- _Complete the following_:
• A. Answer these questions from the article on January housing starts, one line each:
(i) What seasonally adjusted annual rate did privately owned housing starts reach in January?
(ii) Which region was the only one to improve from December?
(iii) What firm employs Odeta Kushi?
• B. According to the article on January housing starts, why does Mark Vitner see little reason to worry about the drop in starts? Answer in one to three sentences.
• C. Carry the article on January housing starts forward past its last paragraph.

- _Excerpt_:
==========
Despite January Pullback, Housing Starts Remain Strong
After a terrific December, January housing starts, as expected, fell back a bit but maintained a strong pace, HUD and the Census Bureau reported yesterday.
The report said privately owned housing starts in January fell to a seasonally adjusted annual rate of 1,580,000, 6 percent lower than the revised December estimate of 1,680,000 and 2.3 percent lower than a year ago (1,617,000). Single-family housing starts in January fell to 1,162,000; 12.2 percent lower than the revised December figure of 1,323,000. The January rate for units in buildings with five units or more, however, jumped to 402,000, 16.2 percent higher than December (346,000) but 35.1 percent lower than a year ago.
Regionally, only the Northeast saw improvement from December. Starts in the Northeast increased by 2.3 percent in January, seasonally annually adjusted, to 134,000 units from 131,000 units in December but fell by 38.2 percent from a year ago. In the South, starts fell by 2.5 percent to 829,000 units in January from 850,000 in December but improved by 4.7 percent from a year ago.
In the West, starts fell by 11.4 percent in January, seasonally annually adjusted, to 396,000 units from 447,000 units in December and fell by 9.2 percent from a year ago. In the Midwest, tarts fell by 12.3 percent in January to 221,000 units from 252,000 units in December but improved by 28.5 percent from a year ago.
“There is little reason to worry about January’s housing starts decline,” said Mark Vitner, Senior Economist with Wells Fargo Securities, Charlotte, N.C. “All the drop was in single-family starts, which is also where much of the recent strength has been. Apparently, there was a rush to get homes started in December, when the weather was unseasonably mild. Builders may have also held off from starting some projects because of the spike in lumber costs.”
Vitner said January’s 6 percent drop in housing starts “looks to be nothing more than some payback for the exceptionally strong numbers put up toward the end of 2020. Home building remains one of the strongest parts of the economy, with overall starts remaining 14.5% above their 2020 totals, even after January’s 6% drop. More succinctly, if housing starts were to remain at January’s level for the entire year, housing starts would rise 14.5%.”
Vitner added home building should get some boost from re-opening of economies in the Northeast and California this spring, “with the latter providing the more significant boost.”
Odeta Kushi, Deputy Chief Economist with First American Financial Corp., Santa Ana, Calif., said housing market fundamentals offer optimism as winter inches into spring.
“Strong buyer demand lifted builder sentiment in the February survey, after declines in December and January,” Kushi said. “Low rates and the ongoing wave of millennial demand for homes, continue to boost demand and builders are responding.”
==========
- _Dataset excerpts_:
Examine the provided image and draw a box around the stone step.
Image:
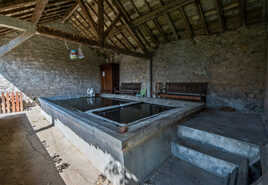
[177,125,260,166]
[144,157,229,185]
[176,138,248,185]
[171,141,238,178]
==========
- _Answers for this exercise_:
• A.
(i) 1,580,000
(ii) The Northeast
(iii) First American Financial Corp.

• B. The whole drop was in single-family starts, where much of the recent strength had been. Builders apparently rushed to start homes in December, when the weather was unseasonably mild. They may also have held off on some projects because lumber costs had spiked.

• C.
Kushi noted builders still face several supply-side headwinds, including high costs for materials, such as lumber (which set a price record in mid-February), a dearth of affordable lots and costly regulations. “These headwinds could slow home-building momentum in the months to come,” she said. “The devastating winter storm Uri will likely result in a temporary slowdown in building in Texas—something to watch in future reports.”
Doug Duncan, Chief Economist with Fannie Mae, Washington, D.C., said despite the pullback in single-family starts, the pace of construction continues to be strong, and was similar to the pace of October and November.
“We believe tight inventories of existing homes for sale and continued interest in suburban locations by many buyers bode well for new single-family construction going forward,” Duncan said. “That said, mortgage rates are no longer declining, and we believe homebuilders are near their short-term capacity constraints. Comparative softness in the starts measure is partially due to the ‘catch up’ phase from the second half of last year subsiding. In part due to COVID-related shutdowns last spring, the pace of starts outpaced the normal relationship to total homes under construction. Now a more normal balance is occurring.”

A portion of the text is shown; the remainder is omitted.